> **Your instructions**: Reproduce the items word for word, starting at the line that contains "left hand, shaped like this sample" and continuing through the last line of the items.

> **Recorded information**:
──────────

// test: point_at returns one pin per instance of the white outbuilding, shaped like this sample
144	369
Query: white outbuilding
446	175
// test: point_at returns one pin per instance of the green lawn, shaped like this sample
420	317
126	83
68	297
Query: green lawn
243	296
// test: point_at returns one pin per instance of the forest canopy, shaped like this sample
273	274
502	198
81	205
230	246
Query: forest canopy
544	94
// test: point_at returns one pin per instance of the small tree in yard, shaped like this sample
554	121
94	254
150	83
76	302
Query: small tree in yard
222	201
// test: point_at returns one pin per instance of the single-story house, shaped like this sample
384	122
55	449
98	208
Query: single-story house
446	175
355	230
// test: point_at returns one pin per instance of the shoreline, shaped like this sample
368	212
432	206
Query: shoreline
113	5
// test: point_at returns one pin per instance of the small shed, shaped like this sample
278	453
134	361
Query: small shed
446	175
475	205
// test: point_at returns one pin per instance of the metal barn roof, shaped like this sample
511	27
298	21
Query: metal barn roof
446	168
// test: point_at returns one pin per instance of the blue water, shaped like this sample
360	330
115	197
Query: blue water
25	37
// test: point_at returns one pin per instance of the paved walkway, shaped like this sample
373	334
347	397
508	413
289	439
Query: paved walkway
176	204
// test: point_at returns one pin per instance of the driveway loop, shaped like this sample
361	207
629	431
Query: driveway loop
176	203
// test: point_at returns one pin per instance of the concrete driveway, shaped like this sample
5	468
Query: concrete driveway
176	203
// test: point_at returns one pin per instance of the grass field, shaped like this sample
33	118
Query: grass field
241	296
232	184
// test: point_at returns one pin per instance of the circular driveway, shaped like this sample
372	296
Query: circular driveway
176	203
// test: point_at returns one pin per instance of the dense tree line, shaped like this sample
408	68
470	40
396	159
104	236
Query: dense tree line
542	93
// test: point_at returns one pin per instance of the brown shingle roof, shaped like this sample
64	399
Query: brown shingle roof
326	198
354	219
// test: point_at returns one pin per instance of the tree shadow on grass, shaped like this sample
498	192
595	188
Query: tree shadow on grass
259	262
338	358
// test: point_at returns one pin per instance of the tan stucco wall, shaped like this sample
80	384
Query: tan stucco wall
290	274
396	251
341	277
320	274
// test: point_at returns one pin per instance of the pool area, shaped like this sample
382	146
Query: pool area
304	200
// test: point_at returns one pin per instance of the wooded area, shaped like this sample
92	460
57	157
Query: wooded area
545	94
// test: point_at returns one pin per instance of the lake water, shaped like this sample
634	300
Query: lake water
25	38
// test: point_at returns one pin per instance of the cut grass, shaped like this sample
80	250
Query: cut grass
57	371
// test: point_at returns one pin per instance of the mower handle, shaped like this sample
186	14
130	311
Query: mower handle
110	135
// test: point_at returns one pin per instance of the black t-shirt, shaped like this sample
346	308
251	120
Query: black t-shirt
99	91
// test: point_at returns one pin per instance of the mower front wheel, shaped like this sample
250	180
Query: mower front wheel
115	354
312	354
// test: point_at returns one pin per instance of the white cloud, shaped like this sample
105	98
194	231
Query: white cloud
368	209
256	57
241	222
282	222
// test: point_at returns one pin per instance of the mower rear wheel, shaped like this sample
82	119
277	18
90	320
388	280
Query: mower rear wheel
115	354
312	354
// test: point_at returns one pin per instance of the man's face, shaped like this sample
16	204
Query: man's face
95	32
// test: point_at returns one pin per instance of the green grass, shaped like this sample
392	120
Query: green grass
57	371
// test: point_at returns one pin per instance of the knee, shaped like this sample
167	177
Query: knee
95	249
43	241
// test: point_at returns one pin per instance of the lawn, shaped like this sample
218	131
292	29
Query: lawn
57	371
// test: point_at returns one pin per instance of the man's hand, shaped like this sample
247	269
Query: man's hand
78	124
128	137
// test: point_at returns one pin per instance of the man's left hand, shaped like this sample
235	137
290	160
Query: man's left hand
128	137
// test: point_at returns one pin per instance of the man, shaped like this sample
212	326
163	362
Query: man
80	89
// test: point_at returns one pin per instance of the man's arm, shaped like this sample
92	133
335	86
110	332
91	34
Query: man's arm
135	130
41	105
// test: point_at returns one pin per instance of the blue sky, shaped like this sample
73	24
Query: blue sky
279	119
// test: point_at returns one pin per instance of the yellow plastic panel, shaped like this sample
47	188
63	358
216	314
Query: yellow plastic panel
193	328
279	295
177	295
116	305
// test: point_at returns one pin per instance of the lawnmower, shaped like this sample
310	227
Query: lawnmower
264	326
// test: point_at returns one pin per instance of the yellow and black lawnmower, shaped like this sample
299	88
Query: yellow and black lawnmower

──────────

> **Completed task**:
// test: point_at returns one pin per instance of the man's left hand, shaped like this sample
235	137
290	160
Query: man's left hand
128	137
// test: point_at returns one pin per instance of the man, shaped like this sample
212	326
163	362
Query: man
80	89
// test: point_at returns one pin per instance of the man's arm, shaped like this sample
92	133
335	86
110	332
91	34
Query: man's arm
135	130
41	105
// test: point_at returns one pin per instance of the blue sky, shaped like this sample
73	24
Query: blue sky
279	119
// test: point_at returns one pin per instance of the yellow plastic panel, shaped like this sample
47	188
63	358
216	314
Query: yellow plastic panel
193	328
279	295
177	295
116	305
// test: point_at returns one pin per instance of the lawnmower, shaped like this sample
310	227
Query: lawnmower
264	326
// test: point_at returns one pin per instance of the yellow and black lawnmower, shaped like this sample
299	88
Query: yellow and black lawnmower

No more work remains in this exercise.